» **DATA SUPPLIED**
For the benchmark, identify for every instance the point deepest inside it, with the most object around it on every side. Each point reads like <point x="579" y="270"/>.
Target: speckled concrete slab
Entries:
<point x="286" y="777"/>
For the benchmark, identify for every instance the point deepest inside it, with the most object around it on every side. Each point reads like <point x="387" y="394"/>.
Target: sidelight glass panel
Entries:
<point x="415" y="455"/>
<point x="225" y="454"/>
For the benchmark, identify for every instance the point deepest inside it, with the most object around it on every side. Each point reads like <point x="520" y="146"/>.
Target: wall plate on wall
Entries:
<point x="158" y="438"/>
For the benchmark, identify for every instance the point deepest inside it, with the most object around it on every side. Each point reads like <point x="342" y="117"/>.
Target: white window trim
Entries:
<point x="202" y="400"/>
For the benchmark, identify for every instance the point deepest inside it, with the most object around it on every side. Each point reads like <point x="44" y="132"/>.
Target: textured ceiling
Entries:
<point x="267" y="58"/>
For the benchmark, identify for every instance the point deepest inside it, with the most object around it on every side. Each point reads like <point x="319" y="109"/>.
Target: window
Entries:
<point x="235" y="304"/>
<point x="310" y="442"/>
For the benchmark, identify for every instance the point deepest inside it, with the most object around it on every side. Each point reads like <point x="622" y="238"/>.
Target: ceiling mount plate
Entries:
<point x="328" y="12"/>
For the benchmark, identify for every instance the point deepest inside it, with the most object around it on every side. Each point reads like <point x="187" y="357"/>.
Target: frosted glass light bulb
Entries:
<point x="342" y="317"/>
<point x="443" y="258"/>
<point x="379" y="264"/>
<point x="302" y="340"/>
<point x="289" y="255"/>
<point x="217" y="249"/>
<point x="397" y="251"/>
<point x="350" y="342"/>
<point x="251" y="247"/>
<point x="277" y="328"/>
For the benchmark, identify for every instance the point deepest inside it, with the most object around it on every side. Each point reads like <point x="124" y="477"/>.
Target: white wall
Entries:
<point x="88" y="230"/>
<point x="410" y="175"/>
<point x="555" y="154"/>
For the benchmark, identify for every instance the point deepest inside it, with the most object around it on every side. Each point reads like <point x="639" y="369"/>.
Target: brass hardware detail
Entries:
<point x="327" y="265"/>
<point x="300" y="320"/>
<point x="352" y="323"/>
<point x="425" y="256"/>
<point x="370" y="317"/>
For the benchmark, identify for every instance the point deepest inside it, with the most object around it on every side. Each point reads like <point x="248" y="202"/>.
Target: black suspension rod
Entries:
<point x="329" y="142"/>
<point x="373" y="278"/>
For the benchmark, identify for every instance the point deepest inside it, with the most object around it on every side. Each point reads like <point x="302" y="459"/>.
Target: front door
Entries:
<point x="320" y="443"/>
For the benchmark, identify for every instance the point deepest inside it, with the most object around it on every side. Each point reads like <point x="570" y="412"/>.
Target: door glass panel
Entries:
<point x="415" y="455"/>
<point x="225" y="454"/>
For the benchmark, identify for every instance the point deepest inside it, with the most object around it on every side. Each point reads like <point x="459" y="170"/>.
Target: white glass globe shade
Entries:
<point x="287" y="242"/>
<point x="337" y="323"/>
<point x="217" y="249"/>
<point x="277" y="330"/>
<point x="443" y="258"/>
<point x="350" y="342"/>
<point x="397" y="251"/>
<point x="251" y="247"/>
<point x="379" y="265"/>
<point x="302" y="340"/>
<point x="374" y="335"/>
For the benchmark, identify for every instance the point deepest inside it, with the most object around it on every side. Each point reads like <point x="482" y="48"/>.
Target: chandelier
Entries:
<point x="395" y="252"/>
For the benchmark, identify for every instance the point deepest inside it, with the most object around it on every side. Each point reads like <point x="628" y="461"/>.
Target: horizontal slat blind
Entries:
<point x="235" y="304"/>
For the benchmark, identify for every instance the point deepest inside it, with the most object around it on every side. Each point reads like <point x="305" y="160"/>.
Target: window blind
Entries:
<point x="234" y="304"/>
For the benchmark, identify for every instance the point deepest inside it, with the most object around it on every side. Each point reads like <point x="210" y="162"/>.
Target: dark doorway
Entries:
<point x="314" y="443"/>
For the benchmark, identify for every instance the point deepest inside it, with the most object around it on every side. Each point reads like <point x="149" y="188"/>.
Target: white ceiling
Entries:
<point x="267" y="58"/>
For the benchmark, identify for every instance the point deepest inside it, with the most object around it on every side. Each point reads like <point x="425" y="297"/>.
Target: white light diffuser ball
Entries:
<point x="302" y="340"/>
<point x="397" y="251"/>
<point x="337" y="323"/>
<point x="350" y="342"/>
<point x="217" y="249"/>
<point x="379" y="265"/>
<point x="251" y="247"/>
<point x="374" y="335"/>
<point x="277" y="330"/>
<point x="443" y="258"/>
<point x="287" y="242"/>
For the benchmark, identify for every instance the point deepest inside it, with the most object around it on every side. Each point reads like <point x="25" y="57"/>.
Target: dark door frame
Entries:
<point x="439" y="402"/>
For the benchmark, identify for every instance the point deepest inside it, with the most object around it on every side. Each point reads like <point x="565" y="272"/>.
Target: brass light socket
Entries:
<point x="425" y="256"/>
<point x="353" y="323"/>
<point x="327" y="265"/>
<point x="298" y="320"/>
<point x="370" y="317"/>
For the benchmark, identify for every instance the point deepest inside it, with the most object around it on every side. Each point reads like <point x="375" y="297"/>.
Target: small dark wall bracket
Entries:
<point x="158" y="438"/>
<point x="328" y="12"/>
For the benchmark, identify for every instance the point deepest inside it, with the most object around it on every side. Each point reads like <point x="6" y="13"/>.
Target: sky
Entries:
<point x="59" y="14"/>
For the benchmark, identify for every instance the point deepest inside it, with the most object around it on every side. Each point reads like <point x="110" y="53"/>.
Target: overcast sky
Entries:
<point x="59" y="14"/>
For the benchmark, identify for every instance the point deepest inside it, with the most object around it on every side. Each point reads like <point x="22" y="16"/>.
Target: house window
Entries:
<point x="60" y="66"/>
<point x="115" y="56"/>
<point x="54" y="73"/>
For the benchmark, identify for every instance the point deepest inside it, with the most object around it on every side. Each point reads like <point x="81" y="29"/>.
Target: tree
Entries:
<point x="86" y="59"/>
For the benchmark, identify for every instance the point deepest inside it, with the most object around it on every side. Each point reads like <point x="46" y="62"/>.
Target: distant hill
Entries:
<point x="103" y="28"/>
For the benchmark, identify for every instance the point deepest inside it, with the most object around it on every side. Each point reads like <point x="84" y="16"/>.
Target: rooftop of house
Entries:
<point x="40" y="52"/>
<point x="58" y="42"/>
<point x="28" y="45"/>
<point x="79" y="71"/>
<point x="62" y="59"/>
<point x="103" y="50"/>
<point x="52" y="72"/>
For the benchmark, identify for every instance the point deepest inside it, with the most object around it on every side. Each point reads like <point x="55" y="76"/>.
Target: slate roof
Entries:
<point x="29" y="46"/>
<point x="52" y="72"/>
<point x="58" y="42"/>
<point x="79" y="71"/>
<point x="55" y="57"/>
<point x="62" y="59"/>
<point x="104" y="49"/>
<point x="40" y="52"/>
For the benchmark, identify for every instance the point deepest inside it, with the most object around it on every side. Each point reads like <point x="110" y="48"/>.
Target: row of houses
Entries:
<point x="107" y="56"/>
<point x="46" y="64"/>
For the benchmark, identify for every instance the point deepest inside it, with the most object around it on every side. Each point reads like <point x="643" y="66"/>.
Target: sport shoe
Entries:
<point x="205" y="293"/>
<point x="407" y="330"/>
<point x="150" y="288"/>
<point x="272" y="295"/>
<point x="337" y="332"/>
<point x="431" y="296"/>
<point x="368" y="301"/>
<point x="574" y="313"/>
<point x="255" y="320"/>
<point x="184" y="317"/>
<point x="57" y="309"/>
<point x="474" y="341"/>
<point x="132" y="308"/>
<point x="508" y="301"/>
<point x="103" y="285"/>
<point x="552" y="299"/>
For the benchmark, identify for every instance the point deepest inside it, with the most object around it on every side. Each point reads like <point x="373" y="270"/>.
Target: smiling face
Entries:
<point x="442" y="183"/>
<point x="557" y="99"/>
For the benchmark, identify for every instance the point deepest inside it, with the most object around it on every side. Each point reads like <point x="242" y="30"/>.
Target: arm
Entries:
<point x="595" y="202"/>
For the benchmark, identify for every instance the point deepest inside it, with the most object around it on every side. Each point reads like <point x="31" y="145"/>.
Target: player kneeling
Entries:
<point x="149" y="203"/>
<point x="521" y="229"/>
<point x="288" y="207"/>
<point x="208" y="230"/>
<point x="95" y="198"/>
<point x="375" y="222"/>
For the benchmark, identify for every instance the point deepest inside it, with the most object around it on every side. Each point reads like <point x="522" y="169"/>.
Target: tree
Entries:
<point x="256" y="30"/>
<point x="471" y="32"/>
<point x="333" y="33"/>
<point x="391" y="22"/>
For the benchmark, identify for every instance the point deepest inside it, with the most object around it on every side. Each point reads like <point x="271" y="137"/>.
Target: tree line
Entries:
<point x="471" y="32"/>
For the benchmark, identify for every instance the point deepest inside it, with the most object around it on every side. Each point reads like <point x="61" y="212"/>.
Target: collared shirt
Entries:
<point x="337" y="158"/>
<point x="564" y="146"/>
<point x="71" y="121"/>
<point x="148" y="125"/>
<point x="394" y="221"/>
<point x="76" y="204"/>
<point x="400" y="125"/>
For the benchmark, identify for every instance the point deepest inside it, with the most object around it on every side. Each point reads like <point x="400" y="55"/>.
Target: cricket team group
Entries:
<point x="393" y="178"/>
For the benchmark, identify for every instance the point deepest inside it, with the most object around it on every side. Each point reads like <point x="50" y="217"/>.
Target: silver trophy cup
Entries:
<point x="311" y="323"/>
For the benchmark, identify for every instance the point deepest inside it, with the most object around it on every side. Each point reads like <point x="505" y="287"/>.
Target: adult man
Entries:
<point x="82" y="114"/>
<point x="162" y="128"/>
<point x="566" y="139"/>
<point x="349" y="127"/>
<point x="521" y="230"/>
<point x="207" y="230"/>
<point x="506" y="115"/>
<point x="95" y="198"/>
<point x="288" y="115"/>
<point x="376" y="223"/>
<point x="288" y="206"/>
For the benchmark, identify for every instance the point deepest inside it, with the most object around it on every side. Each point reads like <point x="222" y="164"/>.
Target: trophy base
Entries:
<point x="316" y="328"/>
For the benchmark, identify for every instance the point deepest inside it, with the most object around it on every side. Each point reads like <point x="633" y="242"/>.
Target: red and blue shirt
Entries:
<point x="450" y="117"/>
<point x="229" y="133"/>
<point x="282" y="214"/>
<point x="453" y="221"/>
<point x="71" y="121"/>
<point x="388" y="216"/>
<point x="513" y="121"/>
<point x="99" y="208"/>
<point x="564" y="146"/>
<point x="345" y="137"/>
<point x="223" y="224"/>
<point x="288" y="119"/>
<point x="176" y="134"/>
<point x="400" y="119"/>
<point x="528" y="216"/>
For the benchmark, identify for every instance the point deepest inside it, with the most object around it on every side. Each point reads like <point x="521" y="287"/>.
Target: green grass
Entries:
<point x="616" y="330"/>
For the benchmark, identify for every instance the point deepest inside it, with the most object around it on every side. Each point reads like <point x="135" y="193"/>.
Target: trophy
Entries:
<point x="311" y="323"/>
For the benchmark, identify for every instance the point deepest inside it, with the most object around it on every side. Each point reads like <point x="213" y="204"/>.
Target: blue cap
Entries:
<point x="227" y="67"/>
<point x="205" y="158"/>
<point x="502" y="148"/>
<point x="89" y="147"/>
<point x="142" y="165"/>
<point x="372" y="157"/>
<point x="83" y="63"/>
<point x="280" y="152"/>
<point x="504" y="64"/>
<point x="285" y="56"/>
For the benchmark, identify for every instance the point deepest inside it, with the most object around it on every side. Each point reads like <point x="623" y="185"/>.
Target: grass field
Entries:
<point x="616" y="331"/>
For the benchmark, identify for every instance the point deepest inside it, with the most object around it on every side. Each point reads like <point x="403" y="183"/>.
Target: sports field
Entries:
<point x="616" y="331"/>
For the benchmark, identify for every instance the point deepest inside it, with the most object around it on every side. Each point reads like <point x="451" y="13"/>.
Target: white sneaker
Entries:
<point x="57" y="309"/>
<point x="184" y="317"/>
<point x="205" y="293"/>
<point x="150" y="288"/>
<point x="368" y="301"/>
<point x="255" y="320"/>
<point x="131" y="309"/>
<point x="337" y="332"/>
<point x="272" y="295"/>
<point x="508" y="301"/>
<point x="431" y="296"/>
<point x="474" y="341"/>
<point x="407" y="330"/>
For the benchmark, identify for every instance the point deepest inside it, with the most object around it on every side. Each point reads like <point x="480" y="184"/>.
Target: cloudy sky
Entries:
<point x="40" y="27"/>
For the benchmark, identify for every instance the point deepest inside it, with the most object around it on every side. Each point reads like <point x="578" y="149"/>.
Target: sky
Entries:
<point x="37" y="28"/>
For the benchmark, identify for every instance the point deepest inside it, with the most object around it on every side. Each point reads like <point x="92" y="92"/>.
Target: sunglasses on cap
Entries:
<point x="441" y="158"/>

» **STATED TASK**
Collect every line above that contains the word "white", matching case exactly.

» **EXERCISE SOLUTION**
Target: white window trim
Target: white wall
Target: white glass globe shade
Target: white ceiling
Target: white light diffuser ball
Target: white sneaker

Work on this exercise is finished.